Extract each line below that contains the string "white". Matches are case-sensitive.
----- PROVIDED INFORMATION -----
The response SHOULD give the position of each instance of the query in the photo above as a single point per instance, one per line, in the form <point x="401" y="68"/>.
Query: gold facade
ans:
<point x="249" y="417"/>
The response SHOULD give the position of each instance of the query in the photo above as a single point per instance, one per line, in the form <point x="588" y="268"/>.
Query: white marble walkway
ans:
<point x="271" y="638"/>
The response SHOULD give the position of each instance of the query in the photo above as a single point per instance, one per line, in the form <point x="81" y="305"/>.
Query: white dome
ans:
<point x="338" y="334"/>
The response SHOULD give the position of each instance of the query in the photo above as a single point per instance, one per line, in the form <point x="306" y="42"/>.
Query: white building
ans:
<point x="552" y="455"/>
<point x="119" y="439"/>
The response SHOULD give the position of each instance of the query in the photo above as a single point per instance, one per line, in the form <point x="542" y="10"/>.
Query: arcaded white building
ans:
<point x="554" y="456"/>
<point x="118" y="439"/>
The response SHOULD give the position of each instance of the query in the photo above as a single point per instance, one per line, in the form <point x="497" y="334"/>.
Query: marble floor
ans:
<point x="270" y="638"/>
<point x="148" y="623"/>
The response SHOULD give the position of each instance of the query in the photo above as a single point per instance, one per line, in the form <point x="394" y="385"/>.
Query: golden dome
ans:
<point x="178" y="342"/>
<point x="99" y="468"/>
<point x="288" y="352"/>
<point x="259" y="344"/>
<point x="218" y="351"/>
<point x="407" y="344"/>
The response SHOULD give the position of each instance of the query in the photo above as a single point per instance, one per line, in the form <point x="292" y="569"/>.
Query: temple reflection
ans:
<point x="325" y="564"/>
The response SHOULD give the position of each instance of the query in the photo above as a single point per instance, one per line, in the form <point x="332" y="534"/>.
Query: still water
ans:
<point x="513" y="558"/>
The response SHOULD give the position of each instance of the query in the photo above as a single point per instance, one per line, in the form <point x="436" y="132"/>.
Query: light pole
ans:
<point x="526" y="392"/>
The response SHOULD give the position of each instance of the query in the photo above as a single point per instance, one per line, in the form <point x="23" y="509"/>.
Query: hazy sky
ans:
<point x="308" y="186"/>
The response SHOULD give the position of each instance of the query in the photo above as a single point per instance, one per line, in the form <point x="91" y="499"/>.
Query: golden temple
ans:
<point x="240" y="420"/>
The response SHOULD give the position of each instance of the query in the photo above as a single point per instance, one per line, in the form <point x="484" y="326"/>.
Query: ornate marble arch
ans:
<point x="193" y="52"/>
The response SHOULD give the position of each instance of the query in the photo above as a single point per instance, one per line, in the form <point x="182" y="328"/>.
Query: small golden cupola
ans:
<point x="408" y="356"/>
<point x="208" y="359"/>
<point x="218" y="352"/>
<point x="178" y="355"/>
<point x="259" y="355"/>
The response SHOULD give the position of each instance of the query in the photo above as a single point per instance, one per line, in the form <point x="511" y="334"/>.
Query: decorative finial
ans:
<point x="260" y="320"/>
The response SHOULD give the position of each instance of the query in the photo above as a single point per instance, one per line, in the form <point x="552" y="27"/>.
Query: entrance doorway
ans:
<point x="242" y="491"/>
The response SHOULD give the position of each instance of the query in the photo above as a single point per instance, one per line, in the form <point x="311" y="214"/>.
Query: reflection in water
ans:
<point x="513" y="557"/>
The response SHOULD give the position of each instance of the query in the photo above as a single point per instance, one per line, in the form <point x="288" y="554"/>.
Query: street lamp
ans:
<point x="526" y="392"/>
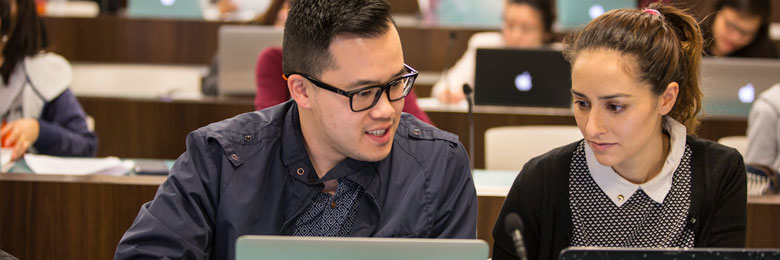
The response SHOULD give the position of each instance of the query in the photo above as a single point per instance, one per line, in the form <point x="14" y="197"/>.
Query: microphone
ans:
<point x="514" y="227"/>
<point x="467" y="91"/>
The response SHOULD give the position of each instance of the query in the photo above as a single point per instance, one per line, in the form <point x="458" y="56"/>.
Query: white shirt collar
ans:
<point x="619" y="190"/>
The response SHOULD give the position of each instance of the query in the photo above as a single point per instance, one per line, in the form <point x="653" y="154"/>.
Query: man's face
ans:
<point x="359" y="62"/>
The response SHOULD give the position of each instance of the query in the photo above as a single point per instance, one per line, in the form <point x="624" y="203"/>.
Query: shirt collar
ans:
<point x="619" y="190"/>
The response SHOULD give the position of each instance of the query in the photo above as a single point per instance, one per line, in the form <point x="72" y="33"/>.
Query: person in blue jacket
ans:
<point x="339" y="159"/>
<point x="39" y="113"/>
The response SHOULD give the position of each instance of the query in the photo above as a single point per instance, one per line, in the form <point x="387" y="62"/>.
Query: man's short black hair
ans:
<point x="312" y="24"/>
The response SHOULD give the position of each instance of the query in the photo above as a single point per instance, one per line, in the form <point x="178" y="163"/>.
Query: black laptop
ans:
<point x="522" y="77"/>
<point x="593" y="253"/>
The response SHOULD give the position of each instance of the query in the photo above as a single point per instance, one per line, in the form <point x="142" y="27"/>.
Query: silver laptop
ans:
<point x="730" y="85"/>
<point x="285" y="247"/>
<point x="594" y="253"/>
<point x="238" y="49"/>
<point x="522" y="77"/>
<point x="575" y="13"/>
<point x="179" y="9"/>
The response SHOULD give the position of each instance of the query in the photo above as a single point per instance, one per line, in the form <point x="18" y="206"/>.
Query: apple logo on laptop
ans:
<point x="595" y="11"/>
<point x="523" y="81"/>
<point x="747" y="94"/>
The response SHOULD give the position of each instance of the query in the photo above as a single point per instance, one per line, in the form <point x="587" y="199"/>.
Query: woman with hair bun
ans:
<point x="639" y="178"/>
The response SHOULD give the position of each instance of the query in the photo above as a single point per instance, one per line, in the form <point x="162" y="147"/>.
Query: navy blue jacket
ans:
<point x="63" y="129"/>
<point x="241" y="176"/>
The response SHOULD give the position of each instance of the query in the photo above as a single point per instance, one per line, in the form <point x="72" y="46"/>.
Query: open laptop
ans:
<point x="593" y="253"/>
<point x="575" y="13"/>
<point x="522" y="77"/>
<point x="320" y="248"/>
<point x="730" y="85"/>
<point x="238" y="49"/>
<point x="178" y="9"/>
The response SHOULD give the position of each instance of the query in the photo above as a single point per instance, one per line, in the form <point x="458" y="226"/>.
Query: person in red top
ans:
<point x="272" y="88"/>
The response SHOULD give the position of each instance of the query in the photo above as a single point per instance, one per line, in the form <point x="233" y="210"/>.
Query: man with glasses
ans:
<point x="340" y="159"/>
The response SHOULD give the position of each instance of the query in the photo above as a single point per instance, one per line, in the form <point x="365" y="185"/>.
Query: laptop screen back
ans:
<point x="730" y="85"/>
<point x="320" y="248"/>
<point x="522" y="77"/>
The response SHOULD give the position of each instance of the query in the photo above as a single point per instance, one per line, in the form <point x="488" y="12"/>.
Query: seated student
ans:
<point x="638" y="179"/>
<point x="739" y="28"/>
<point x="527" y="24"/>
<point x="272" y="88"/>
<point x="340" y="159"/>
<point x="764" y="130"/>
<point x="39" y="113"/>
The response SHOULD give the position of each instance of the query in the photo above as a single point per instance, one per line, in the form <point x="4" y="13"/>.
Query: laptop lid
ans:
<point x="180" y="9"/>
<point x="730" y="85"/>
<point x="593" y="253"/>
<point x="575" y="13"/>
<point x="320" y="248"/>
<point x="238" y="49"/>
<point x="522" y="77"/>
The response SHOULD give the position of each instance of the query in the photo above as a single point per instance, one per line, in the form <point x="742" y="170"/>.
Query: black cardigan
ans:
<point x="540" y="195"/>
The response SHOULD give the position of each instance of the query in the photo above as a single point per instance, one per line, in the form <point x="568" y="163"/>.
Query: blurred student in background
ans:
<point x="639" y="178"/>
<point x="526" y="24"/>
<point x="39" y="113"/>
<point x="739" y="28"/>
<point x="272" y="88"/>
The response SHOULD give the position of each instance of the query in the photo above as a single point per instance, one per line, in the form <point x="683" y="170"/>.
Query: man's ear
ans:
<point x="668" y="98"/>
<point x="299" y="91"/>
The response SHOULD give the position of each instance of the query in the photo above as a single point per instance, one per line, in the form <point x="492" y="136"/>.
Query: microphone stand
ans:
<point x="467" y="90"/>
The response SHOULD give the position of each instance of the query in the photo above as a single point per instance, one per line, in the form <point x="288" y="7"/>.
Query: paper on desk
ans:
<point x="45" y="164"/>
<point x="5" y="156"/>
-----
▶ [COMPLETE OUTPUT]:
Query: white marble walkway
Query: white dome
Query: white building
Query: arcaded white building
Query: white shirt collar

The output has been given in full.